Location identification entries
--------------------------------------------------

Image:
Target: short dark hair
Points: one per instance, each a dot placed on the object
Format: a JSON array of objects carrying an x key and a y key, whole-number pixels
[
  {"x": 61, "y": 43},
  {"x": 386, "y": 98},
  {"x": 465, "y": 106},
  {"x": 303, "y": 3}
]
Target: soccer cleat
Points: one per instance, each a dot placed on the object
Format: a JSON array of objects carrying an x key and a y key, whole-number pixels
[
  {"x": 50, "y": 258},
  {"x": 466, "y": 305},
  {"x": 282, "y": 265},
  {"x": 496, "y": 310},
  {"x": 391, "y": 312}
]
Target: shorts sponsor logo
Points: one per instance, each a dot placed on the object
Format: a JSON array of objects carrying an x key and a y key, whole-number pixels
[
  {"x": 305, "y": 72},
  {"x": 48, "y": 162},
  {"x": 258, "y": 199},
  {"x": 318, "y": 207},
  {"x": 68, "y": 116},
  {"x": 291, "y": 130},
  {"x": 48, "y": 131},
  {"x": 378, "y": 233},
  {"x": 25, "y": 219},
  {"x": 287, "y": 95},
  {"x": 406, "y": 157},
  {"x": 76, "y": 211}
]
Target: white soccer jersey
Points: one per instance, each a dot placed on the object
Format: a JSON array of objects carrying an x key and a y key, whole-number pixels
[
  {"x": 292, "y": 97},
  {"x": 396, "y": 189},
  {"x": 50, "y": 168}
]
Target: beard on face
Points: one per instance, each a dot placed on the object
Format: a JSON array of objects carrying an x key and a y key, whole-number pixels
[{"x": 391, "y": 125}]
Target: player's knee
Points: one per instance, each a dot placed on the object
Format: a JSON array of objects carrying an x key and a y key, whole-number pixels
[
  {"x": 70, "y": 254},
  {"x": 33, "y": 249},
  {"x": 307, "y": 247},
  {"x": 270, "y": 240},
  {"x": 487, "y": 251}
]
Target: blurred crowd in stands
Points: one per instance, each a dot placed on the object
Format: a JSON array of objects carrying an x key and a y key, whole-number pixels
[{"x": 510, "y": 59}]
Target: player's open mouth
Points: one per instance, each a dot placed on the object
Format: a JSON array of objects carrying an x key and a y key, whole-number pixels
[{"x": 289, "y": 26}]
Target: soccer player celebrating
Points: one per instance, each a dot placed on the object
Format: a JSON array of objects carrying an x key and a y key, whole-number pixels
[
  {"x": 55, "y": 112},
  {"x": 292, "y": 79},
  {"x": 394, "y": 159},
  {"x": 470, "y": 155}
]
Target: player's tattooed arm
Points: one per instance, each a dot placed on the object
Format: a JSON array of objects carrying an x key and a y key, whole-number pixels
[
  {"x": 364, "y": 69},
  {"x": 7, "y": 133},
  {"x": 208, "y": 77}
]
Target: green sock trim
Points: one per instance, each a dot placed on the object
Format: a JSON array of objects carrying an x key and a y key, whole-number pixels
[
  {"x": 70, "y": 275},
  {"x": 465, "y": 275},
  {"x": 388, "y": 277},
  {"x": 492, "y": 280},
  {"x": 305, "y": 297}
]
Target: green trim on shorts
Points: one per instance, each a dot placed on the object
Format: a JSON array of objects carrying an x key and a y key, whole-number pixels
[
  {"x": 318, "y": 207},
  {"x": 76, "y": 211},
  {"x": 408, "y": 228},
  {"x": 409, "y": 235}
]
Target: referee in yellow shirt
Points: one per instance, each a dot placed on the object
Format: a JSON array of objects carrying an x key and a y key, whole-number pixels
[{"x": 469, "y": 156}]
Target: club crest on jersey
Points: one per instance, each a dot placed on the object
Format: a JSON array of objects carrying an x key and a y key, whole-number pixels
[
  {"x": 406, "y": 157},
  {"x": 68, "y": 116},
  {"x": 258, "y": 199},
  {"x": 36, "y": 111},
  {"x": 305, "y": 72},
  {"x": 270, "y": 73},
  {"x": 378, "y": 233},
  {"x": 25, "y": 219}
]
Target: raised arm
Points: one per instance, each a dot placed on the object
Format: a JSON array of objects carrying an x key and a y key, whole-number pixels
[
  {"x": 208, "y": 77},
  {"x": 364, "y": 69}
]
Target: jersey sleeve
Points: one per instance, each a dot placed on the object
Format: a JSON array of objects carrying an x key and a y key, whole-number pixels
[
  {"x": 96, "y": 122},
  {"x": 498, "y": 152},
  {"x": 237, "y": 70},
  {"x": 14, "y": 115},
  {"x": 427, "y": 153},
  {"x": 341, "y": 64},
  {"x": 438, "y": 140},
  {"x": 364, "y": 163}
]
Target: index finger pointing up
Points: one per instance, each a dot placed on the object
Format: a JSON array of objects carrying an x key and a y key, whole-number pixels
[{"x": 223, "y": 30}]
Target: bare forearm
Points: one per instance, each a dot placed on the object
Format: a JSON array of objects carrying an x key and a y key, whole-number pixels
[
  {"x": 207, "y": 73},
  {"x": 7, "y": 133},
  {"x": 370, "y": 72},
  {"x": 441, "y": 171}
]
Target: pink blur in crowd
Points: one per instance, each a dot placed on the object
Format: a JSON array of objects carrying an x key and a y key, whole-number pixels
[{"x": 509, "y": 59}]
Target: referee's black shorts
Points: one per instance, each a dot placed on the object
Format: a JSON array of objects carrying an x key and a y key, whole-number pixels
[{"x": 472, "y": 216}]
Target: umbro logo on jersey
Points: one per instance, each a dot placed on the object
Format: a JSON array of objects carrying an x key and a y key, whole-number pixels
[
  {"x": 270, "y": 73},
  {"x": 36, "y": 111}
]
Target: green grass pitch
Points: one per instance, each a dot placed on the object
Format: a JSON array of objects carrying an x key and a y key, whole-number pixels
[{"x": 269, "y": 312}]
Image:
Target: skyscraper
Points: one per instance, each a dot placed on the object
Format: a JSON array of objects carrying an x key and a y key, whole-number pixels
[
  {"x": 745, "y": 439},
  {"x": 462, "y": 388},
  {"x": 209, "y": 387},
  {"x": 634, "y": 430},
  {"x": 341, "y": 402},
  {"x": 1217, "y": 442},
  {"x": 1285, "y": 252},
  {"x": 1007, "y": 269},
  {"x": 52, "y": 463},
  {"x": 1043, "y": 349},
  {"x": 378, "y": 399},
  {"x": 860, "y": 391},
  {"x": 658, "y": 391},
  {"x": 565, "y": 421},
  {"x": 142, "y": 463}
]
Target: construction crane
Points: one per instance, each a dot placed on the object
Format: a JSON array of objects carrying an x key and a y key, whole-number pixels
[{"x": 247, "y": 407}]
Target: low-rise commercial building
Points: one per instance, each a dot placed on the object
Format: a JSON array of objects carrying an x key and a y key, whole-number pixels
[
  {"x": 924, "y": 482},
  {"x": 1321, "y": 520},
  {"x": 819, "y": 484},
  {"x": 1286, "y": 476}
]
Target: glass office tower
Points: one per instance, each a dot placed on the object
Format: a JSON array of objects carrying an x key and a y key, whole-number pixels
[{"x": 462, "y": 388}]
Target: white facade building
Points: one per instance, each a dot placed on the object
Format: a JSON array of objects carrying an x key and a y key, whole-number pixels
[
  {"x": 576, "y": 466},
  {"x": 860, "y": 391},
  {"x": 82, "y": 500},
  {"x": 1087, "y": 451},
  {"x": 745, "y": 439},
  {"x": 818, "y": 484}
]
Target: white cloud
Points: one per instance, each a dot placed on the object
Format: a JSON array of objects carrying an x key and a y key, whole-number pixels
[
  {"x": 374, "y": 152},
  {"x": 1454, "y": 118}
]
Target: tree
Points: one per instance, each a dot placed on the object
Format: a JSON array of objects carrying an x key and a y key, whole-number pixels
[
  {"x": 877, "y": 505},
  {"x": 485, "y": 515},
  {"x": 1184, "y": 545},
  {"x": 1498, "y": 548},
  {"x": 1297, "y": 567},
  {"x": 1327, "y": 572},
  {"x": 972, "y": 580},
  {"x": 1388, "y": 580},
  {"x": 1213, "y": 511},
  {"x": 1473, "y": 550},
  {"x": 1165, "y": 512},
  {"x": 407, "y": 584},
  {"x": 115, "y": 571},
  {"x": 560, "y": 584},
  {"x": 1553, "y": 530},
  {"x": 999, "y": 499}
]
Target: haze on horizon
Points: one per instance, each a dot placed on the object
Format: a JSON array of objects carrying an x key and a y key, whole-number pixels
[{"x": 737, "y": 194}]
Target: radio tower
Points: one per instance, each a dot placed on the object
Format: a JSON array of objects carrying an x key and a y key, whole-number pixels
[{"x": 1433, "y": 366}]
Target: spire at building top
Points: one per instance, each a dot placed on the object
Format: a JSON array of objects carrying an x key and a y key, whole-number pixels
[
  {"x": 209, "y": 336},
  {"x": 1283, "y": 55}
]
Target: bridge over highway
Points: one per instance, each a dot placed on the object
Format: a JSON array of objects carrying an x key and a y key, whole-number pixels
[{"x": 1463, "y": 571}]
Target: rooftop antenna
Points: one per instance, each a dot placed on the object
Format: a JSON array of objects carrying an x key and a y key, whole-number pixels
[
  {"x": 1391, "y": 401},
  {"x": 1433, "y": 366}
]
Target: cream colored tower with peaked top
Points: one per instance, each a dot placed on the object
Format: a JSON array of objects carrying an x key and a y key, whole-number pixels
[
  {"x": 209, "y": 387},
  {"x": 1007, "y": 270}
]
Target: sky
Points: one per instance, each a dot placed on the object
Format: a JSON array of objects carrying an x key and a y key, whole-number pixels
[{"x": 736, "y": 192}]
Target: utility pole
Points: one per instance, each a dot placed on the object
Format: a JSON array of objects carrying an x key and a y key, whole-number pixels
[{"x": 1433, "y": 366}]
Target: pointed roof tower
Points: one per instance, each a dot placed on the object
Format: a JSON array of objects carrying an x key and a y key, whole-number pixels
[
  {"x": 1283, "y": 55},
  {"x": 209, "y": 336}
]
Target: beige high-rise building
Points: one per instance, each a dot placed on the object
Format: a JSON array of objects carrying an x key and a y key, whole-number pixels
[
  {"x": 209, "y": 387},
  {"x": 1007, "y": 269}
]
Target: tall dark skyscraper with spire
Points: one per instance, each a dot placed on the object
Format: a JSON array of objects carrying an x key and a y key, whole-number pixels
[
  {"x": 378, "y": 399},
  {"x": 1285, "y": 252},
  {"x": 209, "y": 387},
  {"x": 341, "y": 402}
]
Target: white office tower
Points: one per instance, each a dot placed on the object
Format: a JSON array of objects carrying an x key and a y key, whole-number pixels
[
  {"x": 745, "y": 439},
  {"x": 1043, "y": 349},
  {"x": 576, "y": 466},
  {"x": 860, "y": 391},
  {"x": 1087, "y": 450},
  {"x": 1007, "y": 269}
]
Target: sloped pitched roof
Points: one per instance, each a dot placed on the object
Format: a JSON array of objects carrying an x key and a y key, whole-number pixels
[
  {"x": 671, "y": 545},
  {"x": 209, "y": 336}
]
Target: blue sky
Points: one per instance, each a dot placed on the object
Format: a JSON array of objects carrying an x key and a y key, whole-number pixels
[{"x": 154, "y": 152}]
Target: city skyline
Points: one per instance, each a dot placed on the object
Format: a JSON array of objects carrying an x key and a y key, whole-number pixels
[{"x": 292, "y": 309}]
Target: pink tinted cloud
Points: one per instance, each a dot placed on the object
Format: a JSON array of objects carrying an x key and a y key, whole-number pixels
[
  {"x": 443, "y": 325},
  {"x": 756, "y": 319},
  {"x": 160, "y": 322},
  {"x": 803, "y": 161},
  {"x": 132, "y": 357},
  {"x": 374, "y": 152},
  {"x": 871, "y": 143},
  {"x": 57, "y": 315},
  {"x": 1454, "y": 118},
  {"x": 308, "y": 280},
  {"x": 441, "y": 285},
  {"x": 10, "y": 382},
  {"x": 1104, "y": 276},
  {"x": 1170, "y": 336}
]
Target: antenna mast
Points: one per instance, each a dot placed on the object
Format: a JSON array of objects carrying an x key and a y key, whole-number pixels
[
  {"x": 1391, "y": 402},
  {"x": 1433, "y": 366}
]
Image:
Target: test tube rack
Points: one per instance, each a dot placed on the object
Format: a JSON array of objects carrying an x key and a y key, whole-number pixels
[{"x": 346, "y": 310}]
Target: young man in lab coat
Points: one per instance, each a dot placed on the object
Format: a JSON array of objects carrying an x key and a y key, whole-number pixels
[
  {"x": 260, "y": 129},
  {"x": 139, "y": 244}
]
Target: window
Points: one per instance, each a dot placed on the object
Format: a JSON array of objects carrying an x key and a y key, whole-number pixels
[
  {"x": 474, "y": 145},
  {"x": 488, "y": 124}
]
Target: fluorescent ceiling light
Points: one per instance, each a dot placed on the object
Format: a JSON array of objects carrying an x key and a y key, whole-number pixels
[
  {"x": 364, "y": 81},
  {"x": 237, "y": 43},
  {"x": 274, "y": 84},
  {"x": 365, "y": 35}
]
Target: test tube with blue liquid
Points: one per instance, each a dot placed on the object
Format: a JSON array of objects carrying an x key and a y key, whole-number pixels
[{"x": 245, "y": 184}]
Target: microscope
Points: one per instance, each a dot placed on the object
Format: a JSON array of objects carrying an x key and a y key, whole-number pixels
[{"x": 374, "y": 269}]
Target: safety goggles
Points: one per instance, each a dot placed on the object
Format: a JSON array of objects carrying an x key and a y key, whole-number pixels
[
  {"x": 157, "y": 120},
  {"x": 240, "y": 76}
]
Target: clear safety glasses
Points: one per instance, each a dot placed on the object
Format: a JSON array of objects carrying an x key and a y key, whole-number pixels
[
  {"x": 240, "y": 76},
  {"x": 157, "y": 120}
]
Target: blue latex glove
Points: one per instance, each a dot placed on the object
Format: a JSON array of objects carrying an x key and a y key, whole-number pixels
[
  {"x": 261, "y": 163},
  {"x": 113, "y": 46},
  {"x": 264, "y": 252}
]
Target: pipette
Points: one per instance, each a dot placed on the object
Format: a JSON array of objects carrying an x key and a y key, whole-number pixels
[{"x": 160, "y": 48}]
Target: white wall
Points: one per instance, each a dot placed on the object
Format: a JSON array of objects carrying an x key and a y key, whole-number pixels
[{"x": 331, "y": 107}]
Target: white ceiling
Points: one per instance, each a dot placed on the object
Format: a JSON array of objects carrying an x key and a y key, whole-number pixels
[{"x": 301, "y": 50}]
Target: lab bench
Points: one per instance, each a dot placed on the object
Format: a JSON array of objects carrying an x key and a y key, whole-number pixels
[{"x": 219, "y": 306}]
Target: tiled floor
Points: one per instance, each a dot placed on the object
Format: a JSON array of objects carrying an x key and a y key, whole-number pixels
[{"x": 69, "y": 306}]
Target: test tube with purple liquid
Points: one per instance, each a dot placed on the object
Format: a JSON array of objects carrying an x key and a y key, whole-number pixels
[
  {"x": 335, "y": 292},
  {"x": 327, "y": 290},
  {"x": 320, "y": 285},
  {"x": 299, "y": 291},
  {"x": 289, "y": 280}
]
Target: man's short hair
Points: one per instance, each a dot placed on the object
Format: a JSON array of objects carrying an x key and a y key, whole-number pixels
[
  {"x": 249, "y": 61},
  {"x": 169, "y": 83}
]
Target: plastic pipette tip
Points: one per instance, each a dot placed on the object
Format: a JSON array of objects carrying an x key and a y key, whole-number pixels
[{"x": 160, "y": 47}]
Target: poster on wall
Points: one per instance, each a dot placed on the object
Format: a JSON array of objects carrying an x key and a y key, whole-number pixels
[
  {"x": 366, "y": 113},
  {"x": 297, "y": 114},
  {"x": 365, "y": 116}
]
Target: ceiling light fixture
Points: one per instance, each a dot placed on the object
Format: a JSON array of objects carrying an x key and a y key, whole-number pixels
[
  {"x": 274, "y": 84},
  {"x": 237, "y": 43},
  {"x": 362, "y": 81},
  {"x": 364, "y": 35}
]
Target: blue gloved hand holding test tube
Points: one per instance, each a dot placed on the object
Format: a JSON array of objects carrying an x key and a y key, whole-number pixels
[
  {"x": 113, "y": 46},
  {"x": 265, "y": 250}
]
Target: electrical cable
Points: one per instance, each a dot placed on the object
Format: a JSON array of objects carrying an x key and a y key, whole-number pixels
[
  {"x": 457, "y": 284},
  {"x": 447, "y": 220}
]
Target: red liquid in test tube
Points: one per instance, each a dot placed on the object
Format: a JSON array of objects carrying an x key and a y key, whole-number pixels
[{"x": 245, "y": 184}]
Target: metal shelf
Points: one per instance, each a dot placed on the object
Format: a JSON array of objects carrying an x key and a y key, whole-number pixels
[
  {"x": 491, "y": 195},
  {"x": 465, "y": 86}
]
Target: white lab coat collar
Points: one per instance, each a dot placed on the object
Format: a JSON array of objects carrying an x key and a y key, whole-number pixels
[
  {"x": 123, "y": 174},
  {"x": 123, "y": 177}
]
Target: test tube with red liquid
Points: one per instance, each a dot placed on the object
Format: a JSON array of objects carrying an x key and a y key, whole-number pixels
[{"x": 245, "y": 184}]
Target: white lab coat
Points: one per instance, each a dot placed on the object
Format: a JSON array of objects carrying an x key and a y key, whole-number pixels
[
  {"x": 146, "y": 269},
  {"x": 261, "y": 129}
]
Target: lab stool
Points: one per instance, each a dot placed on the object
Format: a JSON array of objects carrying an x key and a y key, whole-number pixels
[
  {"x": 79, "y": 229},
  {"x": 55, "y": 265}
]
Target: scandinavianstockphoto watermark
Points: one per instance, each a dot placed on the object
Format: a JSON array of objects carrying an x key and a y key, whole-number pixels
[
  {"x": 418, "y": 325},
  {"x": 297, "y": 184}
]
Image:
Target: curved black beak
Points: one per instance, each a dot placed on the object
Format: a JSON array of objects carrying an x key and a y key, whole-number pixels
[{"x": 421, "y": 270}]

--------------------------------------------------

The problem:
In the listing above, find the line containing "Target: lab stool", then reproduce it and each line after it through the end, exactly and with nothing added.

Answer in full:
Target: lab stool
Points: one per instance, each a dot placed on the object
Format: a JSON array of objects carrying an x key and a y key, whole-number pixels
[
  {"x": 79, "y": 229},
  {"x": 55, "y": 265}
]
Target: scandinavianstockphoto watermark
Points: one per instance, each a dot placed on the object
Format: a JSON array of objects carrying an x key and a y key, whole-number pixels
[
  {"x": 418, "y": 325},
  {"x": 297, "y": 184}
]
Image:
Target: curved black beak
Points: one per instance, each a dot placed on the object
Format: a JSON array of objects carrying an x key and a y key, whole-number pixels
[{"x": 421, "y": 270}]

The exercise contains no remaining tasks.